===== Texto de origem

De fato, o estudo social (ID 87793893 – pág. 41/70), elaborado em 22.05.2017, revela que a parte autora reside em imóvel alugado com sua mãe, o padrasto e dois irmãos.

Informa que a renda da casa advém do salário da mãe do autor no valor de R$ 1.435,67, e que o pai do autor lhe paga pensão no valor de R$ 120,00.

Relata despesas com aluguel (R$ 600,00), condomínio (R$ 77,08), energia elétrica (R$ 53,30), alimentação (R$ 600,00), farmácia (R$ 200,00), roupas e sapatos (R$ 80,00) e tratamento ortodôntico (R$ 90,00 – 12 parcelas), perfazendo total de R$ 1.700,38.

Inicialmente aponto que o extrato do sistema CNIS ID 87793893 – pag. 106/114 indica que no momento da perícia a mãe do autor apresentava salário de contribuição de R$ 2.077,90.

Depreende-se da leitura do estudo social que não há indícios de que as necessidades básicas da parte autora não estejam sendo supridas. Nesse sentido, anoto que o laudo médico pericial indica que o autor refere que faz terapia ocupacional, fonoaudiologia e ecoterapia, evidenciando a existência de acompanhamento médico adequado.

Tem-se ainda que o genitor do autor paga pensão alimentícia a ele, sendo que lhe cabe também acudir o filho em caso de urgência.

 O grupo conta ainda com o apoio da avó da parte autora que se incube de cuidar das crianças enquanto a filha trabalha.

==========
===== Amostras de dados

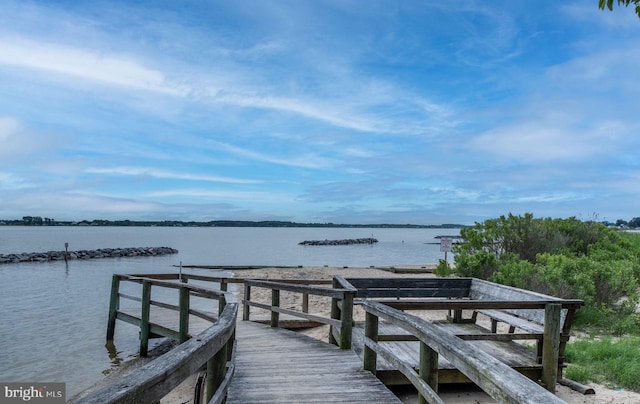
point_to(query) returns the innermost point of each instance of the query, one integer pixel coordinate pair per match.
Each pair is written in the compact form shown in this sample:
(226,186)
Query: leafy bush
(442,269)
(605,360)
(566,258)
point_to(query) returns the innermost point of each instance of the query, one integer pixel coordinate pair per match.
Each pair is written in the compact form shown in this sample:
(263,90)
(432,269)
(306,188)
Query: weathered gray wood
(314,290)
(114,305)
(281,366)
(386,283)
(220,395)
(144,318)
(346,318)
(550,346)
(216,370)
(275,302)
(184,314)
(335,313)
(494,377)
(406,368)
(464,304)
(247,298)
(370,359)
(201,290)
(428,368)
(157,378)
(521,323)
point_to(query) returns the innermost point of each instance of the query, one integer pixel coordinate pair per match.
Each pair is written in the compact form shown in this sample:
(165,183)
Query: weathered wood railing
(341,294)
(545,319)
(213,347)
(149,329)
(495,378)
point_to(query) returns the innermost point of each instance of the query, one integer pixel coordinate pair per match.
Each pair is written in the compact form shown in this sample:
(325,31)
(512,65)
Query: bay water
(53,316)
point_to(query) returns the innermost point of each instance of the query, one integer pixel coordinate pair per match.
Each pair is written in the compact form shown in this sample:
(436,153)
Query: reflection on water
(54,315)
(114,355)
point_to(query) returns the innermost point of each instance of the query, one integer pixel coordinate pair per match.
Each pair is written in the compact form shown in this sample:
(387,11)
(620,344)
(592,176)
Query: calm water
(53,318)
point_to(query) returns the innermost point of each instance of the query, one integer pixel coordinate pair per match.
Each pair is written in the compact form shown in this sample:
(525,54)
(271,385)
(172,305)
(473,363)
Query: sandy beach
(450,394)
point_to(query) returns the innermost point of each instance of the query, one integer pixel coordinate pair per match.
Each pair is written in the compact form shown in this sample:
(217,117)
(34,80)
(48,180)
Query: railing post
(428,369)
(305,302)
(275,302)
(247,299)
(216,370)
(346,318)
(221,300)
(335,313)
(370,358)
(551,345)
(184,314)
(144,318)
(114,305)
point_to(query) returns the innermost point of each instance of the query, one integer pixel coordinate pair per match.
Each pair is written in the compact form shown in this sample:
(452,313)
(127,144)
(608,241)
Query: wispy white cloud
(164,174)
(83,64)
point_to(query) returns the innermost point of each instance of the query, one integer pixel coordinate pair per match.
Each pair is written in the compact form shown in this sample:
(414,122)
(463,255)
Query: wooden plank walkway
(274,365)
(510,353)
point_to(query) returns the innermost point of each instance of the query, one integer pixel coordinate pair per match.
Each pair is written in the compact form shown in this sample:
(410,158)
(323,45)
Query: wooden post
(428,369)
(247,299)
(346,318)
(184,314)
(216,370)
(550,345)
(144,318)
(370,356)
(114,305)
(222,301)
(335,313)
(275,302)
(305,302)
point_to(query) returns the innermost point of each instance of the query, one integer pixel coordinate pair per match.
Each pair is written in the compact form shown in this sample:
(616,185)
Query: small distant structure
(349,241)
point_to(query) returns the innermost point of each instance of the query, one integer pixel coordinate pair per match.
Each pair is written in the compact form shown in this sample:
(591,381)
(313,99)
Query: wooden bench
(545,319)
(529,321)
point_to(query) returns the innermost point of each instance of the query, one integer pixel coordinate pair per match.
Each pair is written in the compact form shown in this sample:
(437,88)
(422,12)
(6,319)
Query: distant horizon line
(39,221)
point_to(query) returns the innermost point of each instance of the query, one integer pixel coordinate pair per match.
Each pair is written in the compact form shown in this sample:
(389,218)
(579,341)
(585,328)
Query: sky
(341,111)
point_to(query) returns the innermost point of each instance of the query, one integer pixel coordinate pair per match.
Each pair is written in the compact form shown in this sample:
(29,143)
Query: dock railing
(341,295)
(494,377)
(213,347)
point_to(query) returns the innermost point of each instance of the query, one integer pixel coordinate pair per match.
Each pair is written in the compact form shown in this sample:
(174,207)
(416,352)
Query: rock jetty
(86,254)
(349,241)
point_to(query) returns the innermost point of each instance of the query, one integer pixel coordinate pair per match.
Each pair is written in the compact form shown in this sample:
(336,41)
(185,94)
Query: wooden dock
(282,366)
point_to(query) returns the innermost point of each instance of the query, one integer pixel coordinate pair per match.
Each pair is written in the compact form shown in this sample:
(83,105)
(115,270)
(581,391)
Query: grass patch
(611,361)
(607,321)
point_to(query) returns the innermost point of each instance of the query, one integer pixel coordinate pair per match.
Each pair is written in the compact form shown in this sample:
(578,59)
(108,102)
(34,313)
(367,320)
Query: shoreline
(450,394)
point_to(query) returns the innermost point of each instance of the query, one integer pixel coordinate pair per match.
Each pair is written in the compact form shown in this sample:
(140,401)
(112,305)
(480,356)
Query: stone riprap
(86,254)
(349,241)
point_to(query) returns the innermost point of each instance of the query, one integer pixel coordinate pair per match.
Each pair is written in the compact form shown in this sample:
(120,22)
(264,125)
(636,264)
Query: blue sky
(339,111)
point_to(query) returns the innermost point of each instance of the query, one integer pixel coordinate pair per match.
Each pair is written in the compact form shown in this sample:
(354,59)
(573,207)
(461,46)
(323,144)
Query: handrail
(214,346)
(157,378)
(341,302)
(494,377)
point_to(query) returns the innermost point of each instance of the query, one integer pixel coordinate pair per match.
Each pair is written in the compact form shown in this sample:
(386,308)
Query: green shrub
(566,258)
(442,269)
(482,265)
(606,360)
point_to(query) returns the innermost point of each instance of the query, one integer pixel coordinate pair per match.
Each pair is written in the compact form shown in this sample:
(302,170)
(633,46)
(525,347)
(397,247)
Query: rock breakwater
(86,254)
(349,241)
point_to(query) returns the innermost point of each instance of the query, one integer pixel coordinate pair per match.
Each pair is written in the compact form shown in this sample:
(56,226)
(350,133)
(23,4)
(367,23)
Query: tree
(609,4)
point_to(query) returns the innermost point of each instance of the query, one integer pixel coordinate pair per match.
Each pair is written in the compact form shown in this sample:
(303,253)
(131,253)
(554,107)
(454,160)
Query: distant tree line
(39,221)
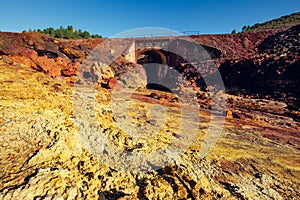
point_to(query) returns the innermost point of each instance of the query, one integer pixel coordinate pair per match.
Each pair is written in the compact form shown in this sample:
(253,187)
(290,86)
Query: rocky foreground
(45,153)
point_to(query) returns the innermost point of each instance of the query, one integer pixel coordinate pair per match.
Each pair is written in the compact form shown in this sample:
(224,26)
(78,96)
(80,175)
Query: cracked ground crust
(41,156)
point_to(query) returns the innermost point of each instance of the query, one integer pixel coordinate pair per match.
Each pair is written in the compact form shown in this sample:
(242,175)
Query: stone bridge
(169,51)
(165,59)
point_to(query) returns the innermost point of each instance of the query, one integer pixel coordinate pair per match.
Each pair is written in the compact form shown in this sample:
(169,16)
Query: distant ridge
(281,23)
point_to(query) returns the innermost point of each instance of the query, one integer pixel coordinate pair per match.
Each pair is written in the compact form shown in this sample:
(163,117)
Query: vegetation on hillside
(283,22)
(68,33)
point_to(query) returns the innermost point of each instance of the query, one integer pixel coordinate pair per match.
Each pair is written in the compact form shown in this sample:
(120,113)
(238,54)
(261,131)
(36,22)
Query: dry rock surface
(44,156)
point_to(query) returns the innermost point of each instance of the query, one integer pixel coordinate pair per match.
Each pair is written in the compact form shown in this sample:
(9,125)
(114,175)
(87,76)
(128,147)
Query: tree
(68,32)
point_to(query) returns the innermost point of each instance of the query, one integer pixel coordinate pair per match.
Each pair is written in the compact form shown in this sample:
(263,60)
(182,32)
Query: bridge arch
(151,55)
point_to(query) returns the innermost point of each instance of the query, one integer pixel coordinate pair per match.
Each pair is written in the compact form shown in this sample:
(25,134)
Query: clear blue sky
(113,16)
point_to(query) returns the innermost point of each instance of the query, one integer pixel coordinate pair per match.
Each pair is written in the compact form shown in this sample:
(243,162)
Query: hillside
(78,120)
(281,23)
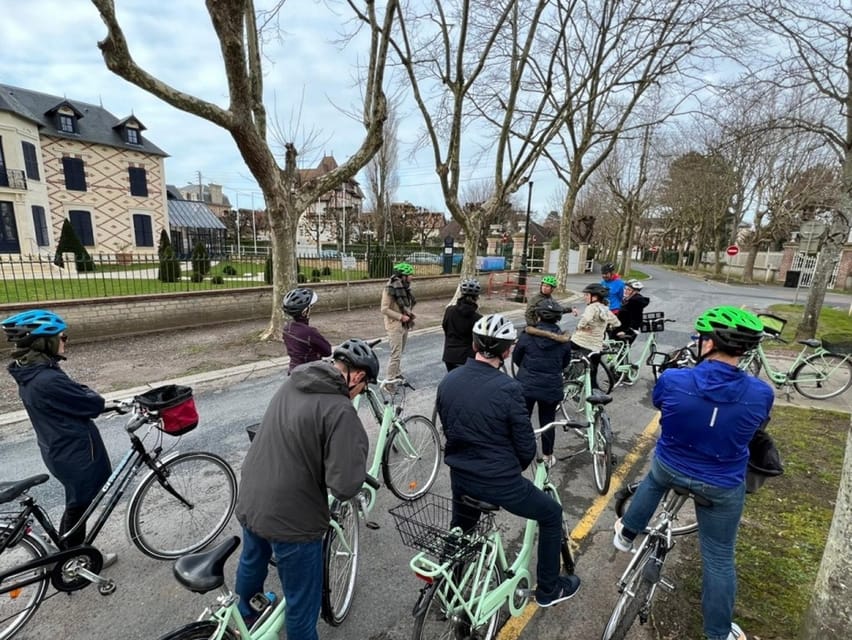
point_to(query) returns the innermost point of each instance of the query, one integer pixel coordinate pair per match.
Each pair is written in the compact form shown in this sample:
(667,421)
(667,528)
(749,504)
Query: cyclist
(310,443)
(303,342)
(709,415)
(542,353)
(397,307)
(630,316)
(489,444)
(61,412)
(592,327)
(613,282)
(458,322)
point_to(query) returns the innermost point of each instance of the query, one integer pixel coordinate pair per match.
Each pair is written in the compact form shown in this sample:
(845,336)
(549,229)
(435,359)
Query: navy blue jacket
(485,421)
(540,363)
(61,413)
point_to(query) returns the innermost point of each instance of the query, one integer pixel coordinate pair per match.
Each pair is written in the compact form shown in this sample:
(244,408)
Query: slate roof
(192,214)
(95,125)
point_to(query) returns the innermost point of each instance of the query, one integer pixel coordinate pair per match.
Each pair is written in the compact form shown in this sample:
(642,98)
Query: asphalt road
(148,602)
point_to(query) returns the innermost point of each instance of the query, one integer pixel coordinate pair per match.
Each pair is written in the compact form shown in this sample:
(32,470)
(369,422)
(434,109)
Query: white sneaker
(618,540)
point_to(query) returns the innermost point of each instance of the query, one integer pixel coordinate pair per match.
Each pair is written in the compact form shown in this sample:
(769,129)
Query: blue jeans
(520,497)
(717,536)
(300,571)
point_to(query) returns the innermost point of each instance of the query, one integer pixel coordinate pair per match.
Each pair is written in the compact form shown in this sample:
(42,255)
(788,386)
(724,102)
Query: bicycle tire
(340,565)
(18,605)
(634,594)
(622,498)
(822,376)
(568,561)
(163,527)
(203,630)
(602,452)
(411,457)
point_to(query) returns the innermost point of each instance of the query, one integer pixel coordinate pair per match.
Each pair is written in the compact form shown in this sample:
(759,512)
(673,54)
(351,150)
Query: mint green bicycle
(469,581)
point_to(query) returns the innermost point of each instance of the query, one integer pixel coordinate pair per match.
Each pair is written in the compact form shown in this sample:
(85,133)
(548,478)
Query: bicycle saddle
(203,572)
(11,490)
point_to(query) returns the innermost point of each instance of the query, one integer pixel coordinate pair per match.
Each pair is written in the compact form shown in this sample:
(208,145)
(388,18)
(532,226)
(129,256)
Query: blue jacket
(61,413)
(709,415)
(485,421)
(541,360)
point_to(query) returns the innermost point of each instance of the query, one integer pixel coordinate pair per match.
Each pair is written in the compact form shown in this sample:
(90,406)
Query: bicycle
(818,375)
(468,577)
(578,396)
(181,504)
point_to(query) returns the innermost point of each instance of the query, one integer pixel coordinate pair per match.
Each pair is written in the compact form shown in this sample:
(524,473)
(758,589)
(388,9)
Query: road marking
(514,626)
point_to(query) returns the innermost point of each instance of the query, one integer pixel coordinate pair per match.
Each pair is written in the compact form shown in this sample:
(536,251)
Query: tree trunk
(830,611)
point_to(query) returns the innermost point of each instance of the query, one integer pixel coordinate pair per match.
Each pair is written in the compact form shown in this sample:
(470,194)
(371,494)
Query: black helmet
(358,355)
(548,310)
(298,300)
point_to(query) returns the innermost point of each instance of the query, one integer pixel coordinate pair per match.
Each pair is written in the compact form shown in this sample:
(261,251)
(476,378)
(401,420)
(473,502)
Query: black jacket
(458,330)
(485,421)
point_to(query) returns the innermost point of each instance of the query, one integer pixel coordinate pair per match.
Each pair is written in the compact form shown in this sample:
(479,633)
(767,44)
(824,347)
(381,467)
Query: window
(75,174)
(30,160)
(81,222)
(40,226)
(143,230)
(138,182)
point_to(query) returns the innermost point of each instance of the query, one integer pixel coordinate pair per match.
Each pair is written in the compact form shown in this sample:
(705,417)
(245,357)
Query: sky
(51,46)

==========

* [Ordem de serviço] Extraia do texto sobre o estudo social, sem qualquer alteração, o trecho entre "Relata despesas com" e "caso de urgência.", inclusive. Baseie-se exclusivamente no texto sobre o estudo social.

* [Resposta esperada]
Relata despesas com aluguel (R$ 600,00), condomínio (R$ 77,08), energia elétrica (R$ 53,30), alimentação (R$ 600,00), farmácia (R$ 200,00), roupas e sapatos (R$ 80,00) e tratamento ortodôntico (R$ 90,00 – 12 parcelas), perfazendo total de R$ 1.700,38.

Inicialmente aponto que o extrato do sistema CNIS ID 87793893 – pag. 106/114 indica que no momento da perícia a mãe do autor apresentava salário de contribuição de R$ 2.077,90.

Depreende-se da leitura do estudo social que não há indícios de que as necessidades básicas da parte autora não estejam sendo supridas. Nesse sentido, anoto que o laudo médico pericial indica que o autor refere que faz terapia ocupacional, fonoaudiologia e ecoterapia, evidenciando a existência de acompanhamento médico adequado.

Tem-se ainda que o genitor do autor paga pensão alimentícia a ele, sendo que lhe cabe também acudir o filho em caso de urgência.